Rows taken from a pointing dataset:

>>>>>

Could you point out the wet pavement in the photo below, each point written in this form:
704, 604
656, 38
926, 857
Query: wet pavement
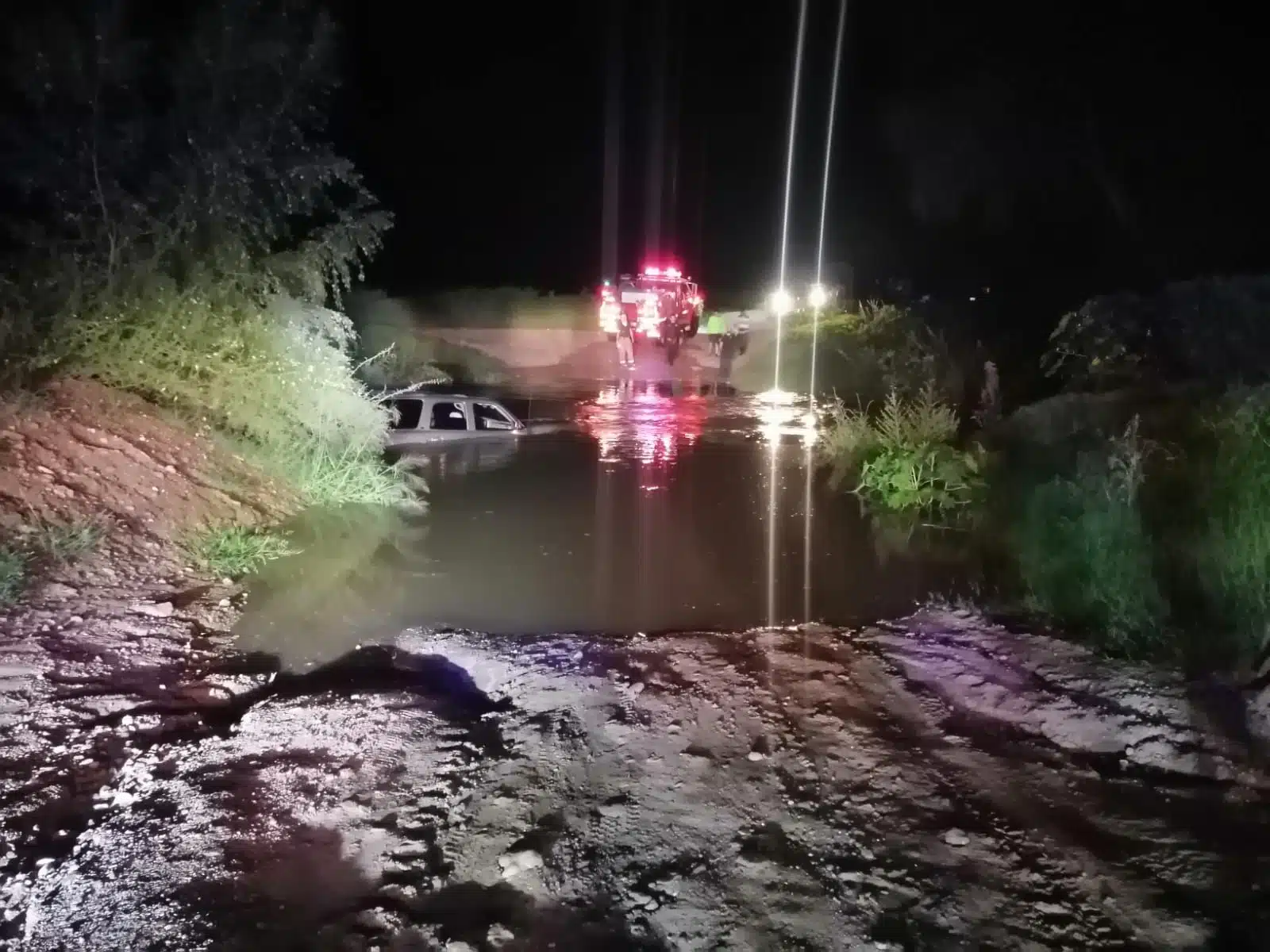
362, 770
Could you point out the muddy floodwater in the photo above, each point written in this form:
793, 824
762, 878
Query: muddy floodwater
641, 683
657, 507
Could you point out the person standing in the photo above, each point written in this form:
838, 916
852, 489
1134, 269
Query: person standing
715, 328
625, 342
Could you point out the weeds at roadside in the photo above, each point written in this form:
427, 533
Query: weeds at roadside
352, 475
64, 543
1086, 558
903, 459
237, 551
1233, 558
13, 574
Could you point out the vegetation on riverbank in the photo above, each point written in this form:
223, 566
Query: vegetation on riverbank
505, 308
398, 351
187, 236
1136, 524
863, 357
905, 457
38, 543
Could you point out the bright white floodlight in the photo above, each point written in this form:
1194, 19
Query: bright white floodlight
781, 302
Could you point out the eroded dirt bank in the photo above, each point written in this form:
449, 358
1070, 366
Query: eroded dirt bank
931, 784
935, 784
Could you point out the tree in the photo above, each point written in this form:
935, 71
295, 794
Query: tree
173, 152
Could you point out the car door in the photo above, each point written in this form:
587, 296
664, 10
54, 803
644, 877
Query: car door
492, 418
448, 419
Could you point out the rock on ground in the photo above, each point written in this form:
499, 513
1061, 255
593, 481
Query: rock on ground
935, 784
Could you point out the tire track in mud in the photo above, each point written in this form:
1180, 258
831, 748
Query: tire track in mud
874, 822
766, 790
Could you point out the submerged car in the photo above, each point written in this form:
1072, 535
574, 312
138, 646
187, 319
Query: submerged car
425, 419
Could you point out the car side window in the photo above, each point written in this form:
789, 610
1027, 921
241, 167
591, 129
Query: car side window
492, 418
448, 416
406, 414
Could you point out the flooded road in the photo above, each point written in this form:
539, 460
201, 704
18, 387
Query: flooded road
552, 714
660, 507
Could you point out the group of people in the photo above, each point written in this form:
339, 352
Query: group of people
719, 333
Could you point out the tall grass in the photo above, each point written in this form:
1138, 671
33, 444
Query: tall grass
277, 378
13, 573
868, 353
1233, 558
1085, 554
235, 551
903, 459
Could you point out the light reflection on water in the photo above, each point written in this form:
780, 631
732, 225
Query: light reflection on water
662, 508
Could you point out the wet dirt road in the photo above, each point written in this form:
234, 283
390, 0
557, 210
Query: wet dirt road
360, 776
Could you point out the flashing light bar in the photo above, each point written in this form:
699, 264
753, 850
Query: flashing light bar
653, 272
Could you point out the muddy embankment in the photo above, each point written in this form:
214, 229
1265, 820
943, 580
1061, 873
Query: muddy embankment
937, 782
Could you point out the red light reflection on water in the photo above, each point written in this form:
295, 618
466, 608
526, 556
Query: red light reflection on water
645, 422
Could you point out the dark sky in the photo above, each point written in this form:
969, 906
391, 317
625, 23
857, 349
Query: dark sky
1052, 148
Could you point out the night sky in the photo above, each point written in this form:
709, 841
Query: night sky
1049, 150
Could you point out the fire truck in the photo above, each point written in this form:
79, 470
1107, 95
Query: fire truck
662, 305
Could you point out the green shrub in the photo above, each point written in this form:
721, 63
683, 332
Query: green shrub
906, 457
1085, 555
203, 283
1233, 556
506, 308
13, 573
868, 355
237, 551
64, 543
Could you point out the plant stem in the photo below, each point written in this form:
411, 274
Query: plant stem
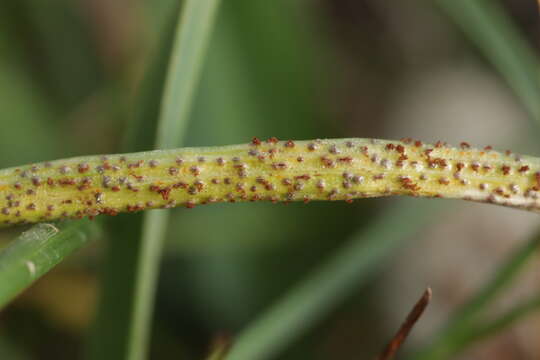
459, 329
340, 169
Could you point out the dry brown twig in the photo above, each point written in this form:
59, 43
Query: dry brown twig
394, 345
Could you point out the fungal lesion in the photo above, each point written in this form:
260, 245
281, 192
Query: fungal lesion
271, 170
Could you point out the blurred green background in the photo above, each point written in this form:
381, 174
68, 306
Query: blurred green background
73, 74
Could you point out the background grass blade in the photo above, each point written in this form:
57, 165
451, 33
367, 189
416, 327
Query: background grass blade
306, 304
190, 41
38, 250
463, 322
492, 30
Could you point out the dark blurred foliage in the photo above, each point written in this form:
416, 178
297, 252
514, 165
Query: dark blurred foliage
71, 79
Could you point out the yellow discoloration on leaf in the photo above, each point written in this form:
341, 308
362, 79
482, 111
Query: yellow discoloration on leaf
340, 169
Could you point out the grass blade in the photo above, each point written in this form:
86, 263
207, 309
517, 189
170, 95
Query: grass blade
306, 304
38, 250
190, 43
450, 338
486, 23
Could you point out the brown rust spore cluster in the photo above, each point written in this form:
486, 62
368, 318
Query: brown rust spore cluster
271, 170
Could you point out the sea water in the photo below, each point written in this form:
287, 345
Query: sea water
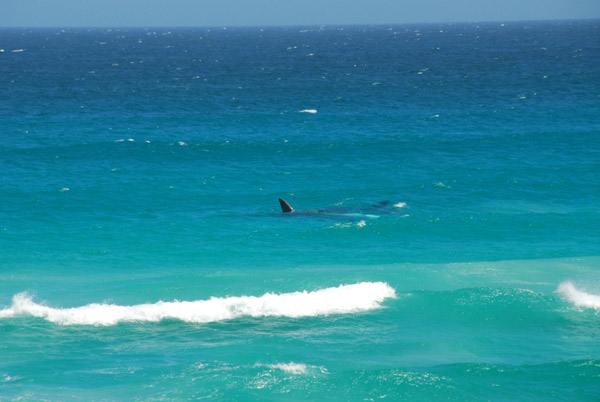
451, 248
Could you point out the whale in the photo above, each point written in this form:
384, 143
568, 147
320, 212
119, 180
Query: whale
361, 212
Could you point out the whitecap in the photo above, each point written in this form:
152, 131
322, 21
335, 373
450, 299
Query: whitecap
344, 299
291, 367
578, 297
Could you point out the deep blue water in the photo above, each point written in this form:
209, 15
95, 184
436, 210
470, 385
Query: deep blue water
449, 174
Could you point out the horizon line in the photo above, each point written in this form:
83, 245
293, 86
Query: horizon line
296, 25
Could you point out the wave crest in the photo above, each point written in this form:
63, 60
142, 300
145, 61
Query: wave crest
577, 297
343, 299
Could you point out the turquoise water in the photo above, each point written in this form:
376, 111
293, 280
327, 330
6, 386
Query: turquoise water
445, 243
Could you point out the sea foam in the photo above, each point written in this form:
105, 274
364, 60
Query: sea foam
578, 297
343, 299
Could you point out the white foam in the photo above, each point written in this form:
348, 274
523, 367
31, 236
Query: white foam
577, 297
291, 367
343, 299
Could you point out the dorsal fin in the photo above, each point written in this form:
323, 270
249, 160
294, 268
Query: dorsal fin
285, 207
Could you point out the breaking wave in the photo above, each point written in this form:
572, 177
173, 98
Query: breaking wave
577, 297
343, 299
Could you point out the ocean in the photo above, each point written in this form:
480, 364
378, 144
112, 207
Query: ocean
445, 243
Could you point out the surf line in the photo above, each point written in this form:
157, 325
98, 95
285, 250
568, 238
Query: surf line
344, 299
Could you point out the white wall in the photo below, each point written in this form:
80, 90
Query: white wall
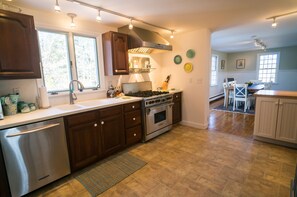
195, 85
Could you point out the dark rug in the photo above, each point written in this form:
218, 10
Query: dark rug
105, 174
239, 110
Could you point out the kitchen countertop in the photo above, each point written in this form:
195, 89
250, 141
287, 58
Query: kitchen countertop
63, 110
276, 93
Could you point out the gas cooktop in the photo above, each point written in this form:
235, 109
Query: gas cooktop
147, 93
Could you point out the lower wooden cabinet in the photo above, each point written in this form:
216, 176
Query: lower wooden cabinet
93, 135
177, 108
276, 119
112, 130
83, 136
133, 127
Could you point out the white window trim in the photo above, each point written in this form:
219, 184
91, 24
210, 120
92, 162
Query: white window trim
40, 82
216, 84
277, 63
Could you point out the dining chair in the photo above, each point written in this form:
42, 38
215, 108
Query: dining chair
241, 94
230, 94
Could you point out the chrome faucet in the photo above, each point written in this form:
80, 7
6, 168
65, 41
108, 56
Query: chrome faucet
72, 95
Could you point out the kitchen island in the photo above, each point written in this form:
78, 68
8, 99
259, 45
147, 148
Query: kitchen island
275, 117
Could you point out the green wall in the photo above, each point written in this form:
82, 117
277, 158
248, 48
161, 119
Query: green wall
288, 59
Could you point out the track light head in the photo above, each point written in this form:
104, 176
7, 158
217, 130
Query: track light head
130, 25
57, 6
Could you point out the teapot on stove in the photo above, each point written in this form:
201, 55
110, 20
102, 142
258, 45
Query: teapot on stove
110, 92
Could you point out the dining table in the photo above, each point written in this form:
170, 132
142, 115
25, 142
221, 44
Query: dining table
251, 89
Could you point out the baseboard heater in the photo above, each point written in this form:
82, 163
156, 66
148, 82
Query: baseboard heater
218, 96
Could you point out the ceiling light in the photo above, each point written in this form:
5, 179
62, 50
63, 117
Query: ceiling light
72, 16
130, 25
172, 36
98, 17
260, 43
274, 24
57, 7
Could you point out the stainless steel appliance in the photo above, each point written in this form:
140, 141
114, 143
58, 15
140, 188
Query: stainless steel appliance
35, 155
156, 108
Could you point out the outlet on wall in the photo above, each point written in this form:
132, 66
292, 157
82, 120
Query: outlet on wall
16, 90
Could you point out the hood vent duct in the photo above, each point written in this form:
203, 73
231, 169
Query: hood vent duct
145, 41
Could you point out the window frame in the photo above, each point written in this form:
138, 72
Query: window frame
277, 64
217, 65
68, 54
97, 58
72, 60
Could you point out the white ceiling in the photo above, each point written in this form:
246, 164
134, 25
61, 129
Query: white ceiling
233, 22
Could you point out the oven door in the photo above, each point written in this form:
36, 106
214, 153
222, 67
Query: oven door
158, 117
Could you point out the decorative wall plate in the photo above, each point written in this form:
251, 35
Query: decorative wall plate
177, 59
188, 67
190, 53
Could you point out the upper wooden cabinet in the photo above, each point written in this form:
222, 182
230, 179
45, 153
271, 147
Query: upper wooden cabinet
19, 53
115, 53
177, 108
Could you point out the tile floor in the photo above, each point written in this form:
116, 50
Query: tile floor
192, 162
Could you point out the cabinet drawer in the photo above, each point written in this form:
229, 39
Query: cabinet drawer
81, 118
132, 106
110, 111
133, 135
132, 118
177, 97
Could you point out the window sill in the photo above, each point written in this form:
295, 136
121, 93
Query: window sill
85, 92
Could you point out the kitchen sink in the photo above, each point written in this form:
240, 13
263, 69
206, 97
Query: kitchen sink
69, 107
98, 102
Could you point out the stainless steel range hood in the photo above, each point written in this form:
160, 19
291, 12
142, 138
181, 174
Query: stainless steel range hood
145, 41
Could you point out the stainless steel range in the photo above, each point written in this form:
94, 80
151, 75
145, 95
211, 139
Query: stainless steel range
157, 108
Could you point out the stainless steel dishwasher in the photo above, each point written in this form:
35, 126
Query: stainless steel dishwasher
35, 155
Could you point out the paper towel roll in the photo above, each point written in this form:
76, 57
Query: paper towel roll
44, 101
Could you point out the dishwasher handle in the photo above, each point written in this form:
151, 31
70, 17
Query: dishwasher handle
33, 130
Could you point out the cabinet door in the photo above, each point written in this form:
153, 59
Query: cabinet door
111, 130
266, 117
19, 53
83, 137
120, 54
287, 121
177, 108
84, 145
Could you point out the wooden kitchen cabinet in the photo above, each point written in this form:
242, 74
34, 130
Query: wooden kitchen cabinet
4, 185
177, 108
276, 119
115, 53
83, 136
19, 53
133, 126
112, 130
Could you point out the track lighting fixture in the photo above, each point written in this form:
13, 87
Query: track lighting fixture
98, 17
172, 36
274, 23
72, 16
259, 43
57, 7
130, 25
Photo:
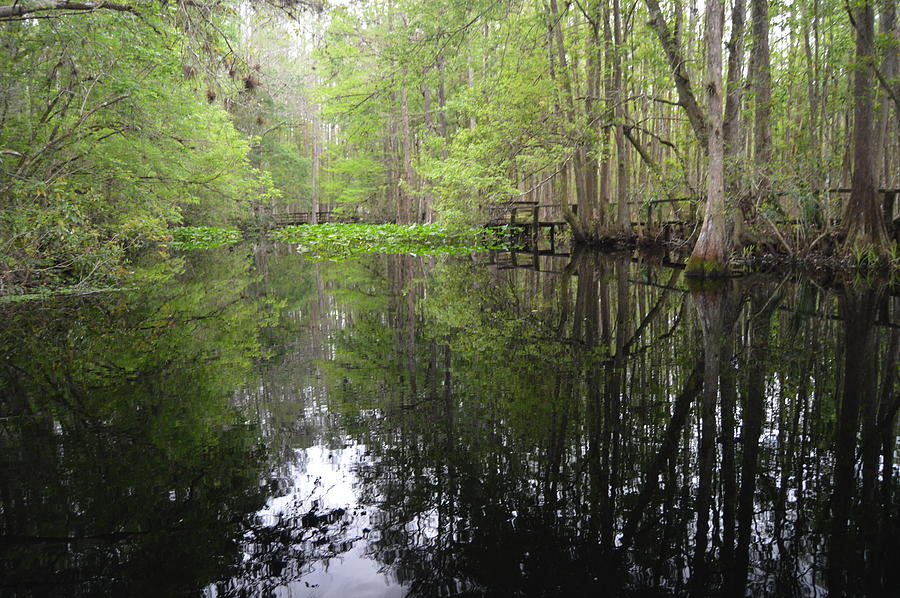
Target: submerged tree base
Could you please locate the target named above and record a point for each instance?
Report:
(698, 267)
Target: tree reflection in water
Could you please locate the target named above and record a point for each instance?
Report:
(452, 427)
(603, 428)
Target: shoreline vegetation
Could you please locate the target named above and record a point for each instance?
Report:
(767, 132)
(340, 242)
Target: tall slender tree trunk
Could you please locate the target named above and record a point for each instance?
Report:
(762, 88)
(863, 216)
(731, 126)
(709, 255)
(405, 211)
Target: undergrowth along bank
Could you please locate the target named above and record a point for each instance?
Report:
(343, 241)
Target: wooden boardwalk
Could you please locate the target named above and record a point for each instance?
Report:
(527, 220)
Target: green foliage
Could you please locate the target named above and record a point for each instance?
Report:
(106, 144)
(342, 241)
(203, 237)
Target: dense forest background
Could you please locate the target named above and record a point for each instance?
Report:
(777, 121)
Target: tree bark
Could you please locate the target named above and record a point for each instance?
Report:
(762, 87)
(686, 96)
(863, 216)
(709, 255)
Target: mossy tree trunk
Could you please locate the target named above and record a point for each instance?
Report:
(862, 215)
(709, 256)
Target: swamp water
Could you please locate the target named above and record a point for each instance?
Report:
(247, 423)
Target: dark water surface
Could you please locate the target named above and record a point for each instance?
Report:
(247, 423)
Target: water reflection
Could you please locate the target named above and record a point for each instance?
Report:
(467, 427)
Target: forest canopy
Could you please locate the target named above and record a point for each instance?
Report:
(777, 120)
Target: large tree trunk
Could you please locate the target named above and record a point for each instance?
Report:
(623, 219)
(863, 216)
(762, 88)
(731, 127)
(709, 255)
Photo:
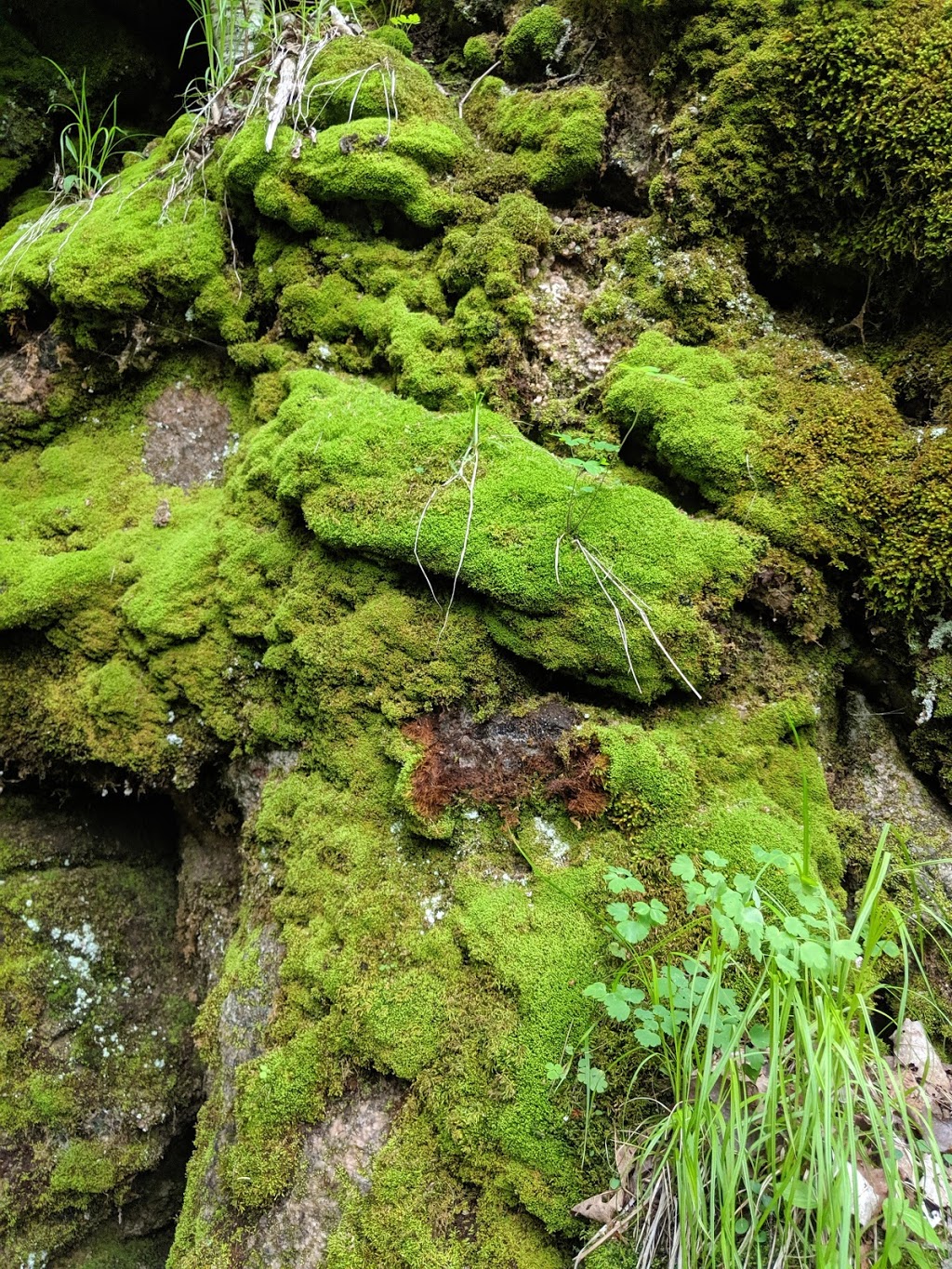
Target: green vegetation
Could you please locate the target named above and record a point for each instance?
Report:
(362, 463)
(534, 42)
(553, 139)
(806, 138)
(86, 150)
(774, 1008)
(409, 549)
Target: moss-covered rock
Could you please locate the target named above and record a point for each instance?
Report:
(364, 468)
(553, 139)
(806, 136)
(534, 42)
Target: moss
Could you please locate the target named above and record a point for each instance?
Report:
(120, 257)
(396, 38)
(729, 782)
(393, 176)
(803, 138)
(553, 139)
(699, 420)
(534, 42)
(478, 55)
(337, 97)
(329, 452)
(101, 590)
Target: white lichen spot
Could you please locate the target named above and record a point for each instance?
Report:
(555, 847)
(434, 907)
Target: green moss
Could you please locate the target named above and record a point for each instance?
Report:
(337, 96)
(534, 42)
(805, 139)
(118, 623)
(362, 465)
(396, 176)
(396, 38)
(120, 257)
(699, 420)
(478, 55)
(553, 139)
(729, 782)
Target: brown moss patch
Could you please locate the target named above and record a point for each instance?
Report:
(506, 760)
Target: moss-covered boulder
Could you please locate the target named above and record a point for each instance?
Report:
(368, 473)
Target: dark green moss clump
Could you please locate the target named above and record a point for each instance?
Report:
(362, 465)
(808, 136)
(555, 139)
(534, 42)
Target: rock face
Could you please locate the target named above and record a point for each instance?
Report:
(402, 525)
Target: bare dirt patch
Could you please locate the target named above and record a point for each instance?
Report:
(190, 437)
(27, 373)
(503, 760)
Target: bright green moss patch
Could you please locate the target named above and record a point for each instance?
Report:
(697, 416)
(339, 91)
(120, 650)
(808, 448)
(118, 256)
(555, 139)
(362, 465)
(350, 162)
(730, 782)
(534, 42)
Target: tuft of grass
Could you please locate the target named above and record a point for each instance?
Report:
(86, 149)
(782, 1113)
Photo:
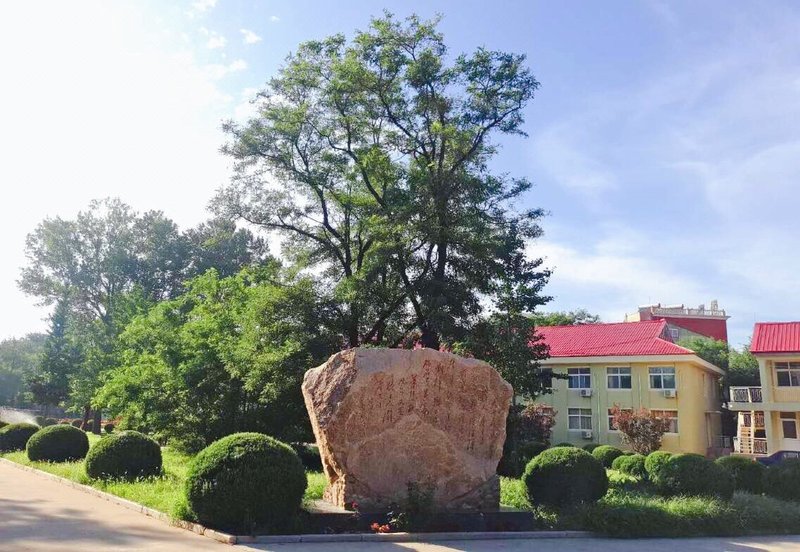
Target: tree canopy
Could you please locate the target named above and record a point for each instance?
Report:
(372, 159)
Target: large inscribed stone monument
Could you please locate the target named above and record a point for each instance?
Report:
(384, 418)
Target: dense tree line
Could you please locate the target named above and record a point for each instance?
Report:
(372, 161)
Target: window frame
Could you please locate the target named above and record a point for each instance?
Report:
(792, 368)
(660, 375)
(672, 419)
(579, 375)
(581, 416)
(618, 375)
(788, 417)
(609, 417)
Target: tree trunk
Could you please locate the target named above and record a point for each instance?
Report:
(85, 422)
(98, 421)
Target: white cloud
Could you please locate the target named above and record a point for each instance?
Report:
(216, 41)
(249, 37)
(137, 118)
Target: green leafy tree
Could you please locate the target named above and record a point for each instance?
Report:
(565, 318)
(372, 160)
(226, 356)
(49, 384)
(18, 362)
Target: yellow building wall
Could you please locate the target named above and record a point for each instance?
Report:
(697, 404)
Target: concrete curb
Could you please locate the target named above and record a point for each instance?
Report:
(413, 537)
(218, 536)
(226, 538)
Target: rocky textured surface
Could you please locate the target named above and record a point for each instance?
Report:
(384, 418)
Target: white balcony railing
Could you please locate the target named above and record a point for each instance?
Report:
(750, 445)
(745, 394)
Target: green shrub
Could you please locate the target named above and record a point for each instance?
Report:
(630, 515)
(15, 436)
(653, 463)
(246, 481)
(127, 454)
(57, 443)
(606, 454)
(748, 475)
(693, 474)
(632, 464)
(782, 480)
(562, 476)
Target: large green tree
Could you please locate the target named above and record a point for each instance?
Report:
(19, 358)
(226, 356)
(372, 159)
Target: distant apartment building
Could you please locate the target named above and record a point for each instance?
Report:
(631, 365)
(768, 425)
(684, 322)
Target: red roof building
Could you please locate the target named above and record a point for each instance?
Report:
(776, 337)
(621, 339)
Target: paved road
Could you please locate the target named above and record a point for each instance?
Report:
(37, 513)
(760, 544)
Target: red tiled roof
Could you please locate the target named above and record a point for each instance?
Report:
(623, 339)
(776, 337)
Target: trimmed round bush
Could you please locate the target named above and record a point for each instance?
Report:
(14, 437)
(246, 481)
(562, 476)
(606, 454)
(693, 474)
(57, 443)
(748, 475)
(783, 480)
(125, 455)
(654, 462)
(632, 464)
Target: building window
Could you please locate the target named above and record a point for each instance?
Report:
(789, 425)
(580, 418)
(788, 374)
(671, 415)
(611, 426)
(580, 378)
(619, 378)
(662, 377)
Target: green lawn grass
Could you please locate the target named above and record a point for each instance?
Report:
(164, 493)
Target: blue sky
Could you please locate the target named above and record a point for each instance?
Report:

<<<<<

What you are asked to do:
Reproduce word for word the part of the listing above that starts with the line containing "Target: building window" and continues through the last line of the listing.

Answer:
Target: building window
Could you please locate the target named above and record a point for each instance?
Report:
(789, 425)
(580, 418)
(788, 374)
(671, 415)
(611, 426)
(580, 378)
(619, 378)
(662, 377)
Target: green lawn grass
Could you please locate the target named above and record a point for each instance?
Report:
(164, 493)
Target: blue sky
Could you please locate the target named above and record a point for each instance?
Report:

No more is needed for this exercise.